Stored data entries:

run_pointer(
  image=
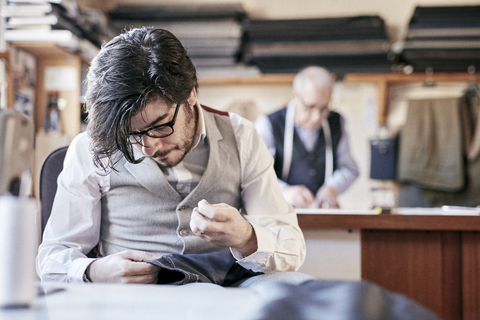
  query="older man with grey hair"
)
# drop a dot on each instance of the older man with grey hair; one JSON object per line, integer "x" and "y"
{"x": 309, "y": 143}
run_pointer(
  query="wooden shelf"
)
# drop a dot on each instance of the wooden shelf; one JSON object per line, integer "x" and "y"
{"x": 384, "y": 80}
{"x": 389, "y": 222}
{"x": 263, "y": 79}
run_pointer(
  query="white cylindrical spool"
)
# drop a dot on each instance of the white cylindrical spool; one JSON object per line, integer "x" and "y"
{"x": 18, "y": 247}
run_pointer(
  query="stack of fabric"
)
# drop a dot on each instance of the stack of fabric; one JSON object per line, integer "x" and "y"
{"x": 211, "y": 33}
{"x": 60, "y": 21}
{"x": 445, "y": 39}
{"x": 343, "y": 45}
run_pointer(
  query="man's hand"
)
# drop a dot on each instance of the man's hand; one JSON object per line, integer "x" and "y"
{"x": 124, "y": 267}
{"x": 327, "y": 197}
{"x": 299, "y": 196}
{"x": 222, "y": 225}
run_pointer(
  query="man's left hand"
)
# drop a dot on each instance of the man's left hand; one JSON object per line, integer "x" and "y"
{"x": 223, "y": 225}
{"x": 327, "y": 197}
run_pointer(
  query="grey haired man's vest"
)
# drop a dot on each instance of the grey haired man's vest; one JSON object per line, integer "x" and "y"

## TRY IT
If the string "vest" appears in a line of the entries, report the line.

## SOLUTION
  query="grey haired man's vest"
# drop a dot on each instance of the grey haired man's vest; one JSON object per line, integer "x" and "y"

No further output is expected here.